TAREFAS PROPOSTAS:
[1] Cite fielmente a parte do trecho sobre o Morro do Atalaia que começa nas palavras "Estamos no cume" e termina após "seguisse em frente.".
[2] Imprima sem nenhuma alteração as linhas dos registros a partir da linha que contém "Would you point at the rocky", incluindo-a, e pare somente no fim dos registros.

━━ TRECHO FORNECIDO

Um poste canhestramente fora do lugar é o primeiro indício de que algo está errado no Morro do Atalaia. Quem aponta a bizarrice, num espanto indignado, é José das Graças Silva, 65, supervisor e encarregado de manutenção mecânica e industrial. Com o indicador, ele traça o itinerário dos fios de alta tensão, que saem do curso normal, atravessam a rua, para voltar novamente à calçada original. Um perigo.
 
Estamos no cume do morro. José das Graças explica que o poste foi deslocado em função das obras de instalação de um perigo mil vezes maior: os 10 tanques de armazenamento de combustíveis da Liquiport. Pelo menos cinco colossais estruturas, vazias por ora, se avizinham dos moradores do cume do Atalaia. Com razão, os moradores temiam um desastre incalculável caso o projeto seguisse em frente.

━━━━
━━ CONTEÚDO DOS REGISTROS

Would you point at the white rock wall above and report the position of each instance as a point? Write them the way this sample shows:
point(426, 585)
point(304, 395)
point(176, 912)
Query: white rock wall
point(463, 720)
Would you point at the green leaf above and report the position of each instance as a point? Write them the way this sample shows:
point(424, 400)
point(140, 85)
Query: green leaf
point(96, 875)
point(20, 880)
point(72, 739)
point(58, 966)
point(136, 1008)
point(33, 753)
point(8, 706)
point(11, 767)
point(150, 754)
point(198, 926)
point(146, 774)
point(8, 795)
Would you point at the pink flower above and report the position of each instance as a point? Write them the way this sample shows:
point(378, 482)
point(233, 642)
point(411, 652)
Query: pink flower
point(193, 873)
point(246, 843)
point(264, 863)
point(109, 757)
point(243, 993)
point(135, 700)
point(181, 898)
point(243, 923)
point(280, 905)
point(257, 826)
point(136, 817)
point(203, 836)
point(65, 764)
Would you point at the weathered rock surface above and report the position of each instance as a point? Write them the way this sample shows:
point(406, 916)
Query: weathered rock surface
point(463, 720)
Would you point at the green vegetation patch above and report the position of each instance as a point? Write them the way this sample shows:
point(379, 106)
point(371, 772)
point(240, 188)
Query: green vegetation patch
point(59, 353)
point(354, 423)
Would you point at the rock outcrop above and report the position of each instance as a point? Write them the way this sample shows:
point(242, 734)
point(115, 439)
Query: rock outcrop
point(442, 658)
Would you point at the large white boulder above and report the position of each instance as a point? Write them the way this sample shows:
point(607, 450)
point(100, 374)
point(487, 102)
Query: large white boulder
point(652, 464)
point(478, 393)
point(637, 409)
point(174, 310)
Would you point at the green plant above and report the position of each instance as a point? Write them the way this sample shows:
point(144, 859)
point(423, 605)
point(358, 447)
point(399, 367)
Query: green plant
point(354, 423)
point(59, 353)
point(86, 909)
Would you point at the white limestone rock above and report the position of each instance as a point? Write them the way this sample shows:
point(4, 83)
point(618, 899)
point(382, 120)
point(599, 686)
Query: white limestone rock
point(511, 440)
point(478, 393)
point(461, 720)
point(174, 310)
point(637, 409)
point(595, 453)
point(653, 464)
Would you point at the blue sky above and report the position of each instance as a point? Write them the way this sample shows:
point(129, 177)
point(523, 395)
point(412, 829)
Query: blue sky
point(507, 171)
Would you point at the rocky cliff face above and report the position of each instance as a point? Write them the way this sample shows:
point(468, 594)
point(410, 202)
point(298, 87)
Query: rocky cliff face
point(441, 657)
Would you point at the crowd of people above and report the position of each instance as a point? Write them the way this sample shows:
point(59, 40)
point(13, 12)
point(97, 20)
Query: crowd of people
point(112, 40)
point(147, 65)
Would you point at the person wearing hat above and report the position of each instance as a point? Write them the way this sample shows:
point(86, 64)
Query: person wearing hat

━━━━

CONJUNTO DE RESPOSTAS:
[1]
Estamos no cume do morro. José das Graças explica que o poste foi deslocado em função das obras de instalação de um perigo mil vezes maior: os 10 tanques de armazenamento de combustíveis da Liquiport. Pelo menos cinco colossais estruturas, vazias por ora, se avizinham dos moradores do cume do Atalaia. Com razão, os moradores temiam um desastre incalculável caso o projeto seguisse em frente.

[2]
Would you point at the rocky cliff face above and report the position of each instance as a point? Write them the way this sample shows:
point(468, 594)
point(410, 202)
point(298, 87)
Query: rocky cliff face
point(441, 657)
Would you point at the crowd of people above and report the position of each instance as a point? Write them the way this sample shows:
point(59, 40)
point(13, 12)
point(97, 20)
Query: crowd of people
point(112, 40)
point(147, 65)
Would you point at the person wearing hat above and report the position of each instance as a point? Write them the way this sample shows:
point(86, 64)
Query: person wearing hat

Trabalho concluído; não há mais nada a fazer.